#### PROBLEM DESCRIPTION
List each row below that includes the word "dark", copying every such row in full.

Position identification records:
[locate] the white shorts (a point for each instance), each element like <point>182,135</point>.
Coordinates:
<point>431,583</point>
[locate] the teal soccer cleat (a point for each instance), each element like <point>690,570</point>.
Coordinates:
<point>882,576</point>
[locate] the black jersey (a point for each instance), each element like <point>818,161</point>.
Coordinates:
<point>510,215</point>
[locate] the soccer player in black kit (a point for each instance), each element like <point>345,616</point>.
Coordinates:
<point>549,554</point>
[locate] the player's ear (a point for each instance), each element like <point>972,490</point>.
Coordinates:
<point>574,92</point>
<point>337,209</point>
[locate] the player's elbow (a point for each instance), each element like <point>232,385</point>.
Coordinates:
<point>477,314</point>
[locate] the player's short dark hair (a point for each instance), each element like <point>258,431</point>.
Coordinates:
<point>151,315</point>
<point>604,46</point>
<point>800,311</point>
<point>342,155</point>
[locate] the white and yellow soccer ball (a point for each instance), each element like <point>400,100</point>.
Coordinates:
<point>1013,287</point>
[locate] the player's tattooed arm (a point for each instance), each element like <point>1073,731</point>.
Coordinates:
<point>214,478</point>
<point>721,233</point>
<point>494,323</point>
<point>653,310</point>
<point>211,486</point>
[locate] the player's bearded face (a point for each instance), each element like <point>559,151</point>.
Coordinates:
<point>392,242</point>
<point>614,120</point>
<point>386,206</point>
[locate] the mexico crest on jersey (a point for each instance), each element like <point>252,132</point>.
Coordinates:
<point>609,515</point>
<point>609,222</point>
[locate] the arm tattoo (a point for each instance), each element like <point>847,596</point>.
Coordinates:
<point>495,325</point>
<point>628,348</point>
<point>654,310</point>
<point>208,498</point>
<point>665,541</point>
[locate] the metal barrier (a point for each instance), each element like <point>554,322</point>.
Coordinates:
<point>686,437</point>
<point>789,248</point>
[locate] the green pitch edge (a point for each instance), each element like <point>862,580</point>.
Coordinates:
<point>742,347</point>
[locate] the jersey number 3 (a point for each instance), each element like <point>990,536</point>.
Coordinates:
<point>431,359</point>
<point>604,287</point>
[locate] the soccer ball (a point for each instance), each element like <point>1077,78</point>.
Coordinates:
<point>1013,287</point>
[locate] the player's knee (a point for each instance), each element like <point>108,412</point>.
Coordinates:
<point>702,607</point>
---
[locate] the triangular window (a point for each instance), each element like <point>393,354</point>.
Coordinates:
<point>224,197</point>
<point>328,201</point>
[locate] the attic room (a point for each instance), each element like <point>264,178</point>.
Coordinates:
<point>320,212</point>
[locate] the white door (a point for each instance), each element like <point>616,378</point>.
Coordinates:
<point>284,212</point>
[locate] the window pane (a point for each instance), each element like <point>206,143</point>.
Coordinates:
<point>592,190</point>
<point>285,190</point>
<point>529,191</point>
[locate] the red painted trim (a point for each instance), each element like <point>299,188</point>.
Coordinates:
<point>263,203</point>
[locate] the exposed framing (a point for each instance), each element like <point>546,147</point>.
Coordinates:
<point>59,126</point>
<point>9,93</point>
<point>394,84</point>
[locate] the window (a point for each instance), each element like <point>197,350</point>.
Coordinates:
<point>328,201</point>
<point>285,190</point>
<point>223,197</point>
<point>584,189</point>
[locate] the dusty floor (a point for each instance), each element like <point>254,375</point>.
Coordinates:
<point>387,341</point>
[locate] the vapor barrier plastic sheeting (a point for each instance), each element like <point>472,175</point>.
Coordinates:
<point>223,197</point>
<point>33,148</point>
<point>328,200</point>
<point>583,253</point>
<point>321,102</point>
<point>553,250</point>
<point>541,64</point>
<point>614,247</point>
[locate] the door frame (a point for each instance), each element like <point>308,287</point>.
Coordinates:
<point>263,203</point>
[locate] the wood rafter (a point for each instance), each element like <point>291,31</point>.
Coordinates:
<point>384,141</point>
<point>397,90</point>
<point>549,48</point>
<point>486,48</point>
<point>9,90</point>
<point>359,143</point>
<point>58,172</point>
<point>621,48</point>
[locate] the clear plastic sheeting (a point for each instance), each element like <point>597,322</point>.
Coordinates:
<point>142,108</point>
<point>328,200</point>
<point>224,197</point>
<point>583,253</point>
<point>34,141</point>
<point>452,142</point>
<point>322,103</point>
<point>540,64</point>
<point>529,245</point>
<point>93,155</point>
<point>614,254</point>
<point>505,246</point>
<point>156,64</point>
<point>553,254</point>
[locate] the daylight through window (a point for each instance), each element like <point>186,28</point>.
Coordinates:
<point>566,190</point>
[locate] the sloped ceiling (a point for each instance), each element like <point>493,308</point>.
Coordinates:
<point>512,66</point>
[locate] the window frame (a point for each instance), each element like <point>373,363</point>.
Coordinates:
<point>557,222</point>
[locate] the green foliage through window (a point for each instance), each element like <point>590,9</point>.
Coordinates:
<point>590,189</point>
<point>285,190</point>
---
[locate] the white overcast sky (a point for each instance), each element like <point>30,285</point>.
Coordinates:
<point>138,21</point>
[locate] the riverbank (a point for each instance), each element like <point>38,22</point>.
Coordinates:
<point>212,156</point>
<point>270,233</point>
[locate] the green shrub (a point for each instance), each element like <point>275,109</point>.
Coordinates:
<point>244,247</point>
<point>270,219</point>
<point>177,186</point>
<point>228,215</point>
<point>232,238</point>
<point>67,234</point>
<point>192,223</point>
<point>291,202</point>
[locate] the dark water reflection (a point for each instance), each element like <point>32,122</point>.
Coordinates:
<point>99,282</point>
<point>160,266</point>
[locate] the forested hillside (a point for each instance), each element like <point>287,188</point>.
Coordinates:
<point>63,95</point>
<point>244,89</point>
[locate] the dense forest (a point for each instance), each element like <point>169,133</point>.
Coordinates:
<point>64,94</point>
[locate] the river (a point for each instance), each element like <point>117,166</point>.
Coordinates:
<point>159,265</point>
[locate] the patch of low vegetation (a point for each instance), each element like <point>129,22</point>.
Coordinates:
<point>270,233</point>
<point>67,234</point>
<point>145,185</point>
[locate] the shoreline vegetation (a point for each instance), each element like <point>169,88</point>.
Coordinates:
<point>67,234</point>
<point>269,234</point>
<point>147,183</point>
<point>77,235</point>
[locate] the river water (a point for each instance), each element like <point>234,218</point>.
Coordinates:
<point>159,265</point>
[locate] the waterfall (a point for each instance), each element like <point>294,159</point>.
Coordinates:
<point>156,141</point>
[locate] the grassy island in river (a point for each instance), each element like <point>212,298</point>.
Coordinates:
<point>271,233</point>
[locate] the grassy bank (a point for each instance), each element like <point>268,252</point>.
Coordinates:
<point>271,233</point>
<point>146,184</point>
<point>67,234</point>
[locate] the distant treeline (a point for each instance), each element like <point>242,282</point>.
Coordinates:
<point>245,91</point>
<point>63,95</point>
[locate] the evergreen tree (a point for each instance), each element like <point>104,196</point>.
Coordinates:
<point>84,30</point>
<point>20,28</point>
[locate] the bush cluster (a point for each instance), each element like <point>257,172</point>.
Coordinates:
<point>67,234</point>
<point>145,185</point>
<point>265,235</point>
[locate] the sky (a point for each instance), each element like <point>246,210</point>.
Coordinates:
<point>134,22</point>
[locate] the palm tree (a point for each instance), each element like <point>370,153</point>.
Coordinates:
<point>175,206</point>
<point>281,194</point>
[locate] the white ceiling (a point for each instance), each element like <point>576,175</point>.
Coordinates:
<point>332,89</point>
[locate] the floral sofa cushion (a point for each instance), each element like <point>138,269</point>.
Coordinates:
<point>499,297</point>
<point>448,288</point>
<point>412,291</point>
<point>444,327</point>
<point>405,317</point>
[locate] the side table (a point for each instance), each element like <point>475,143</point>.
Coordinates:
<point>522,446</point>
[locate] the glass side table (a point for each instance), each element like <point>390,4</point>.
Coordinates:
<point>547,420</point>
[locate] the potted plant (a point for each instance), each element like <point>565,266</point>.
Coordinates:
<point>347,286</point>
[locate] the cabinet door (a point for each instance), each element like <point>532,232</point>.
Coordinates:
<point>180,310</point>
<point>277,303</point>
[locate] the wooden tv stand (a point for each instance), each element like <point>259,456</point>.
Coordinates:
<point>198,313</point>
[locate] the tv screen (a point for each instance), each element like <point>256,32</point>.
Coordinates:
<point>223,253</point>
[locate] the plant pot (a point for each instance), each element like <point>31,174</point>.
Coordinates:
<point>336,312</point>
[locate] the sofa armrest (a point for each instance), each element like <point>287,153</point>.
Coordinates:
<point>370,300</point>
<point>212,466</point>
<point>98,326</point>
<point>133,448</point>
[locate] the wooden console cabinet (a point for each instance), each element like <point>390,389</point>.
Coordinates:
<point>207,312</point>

#### RESULT OF THE TASK
[locate] the player's short dark hair (a point for each instance), each element like <point>258,431</point>.
[locate] the dark water reflection (a point for each instance), each element like <point>32,122</point>.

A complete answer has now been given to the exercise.